Отрывок:
-------------------------

Жертвоприношение делается для того, чтобы светлое божество Айас Каан (здесь имеется в виду Каршыт) «услышало» просьбу людей дать им различные блага (пыйан) и спокойную жизнь (энчӱ) в будущем. Жертва является выкупом за блага. Сравнение жертвенной души барана с золотом (алтын сÿ[р]лÿ ‘подобно золоту’) символически противопоставляет ценности материального и идеального миров. Надо отметить, что современные служители культа почти не устраивают обряды с жертвоприношениями животных. Шаман угощает духа огня лёгкой пищей: молоком, чаем, выпечкой (борсок, теертпек), сыром-быштак. В этом случае именно они выступают посредниками, которые доводят до верховного божества сведения о нуждающемся в помощи, а также помогают установить контакт между больным и духом-покровителем.

-------------------------

Материал:
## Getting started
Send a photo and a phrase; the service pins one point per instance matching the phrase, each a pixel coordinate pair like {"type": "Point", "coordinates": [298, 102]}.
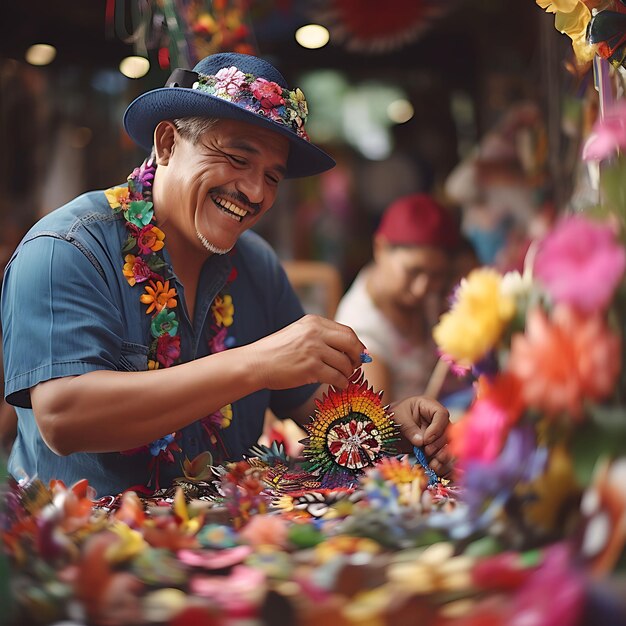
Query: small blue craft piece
{"type": "Point", "coordinates": [421, 459]}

-------------------------

Задания:
1. С чем в отрывке сравнивается жертвенная душа барана?
2. Перечислите, пожалуйста, всю пищу, которой, согласно отрывку, шаман угощает духа огня.

Ответы:
1. С золотом (алтын сÿ[р]лÿ — «подобно золоту»).

2.
- молоко
- чай
- выпечка (борсок, теертпек)
- сыр-быштак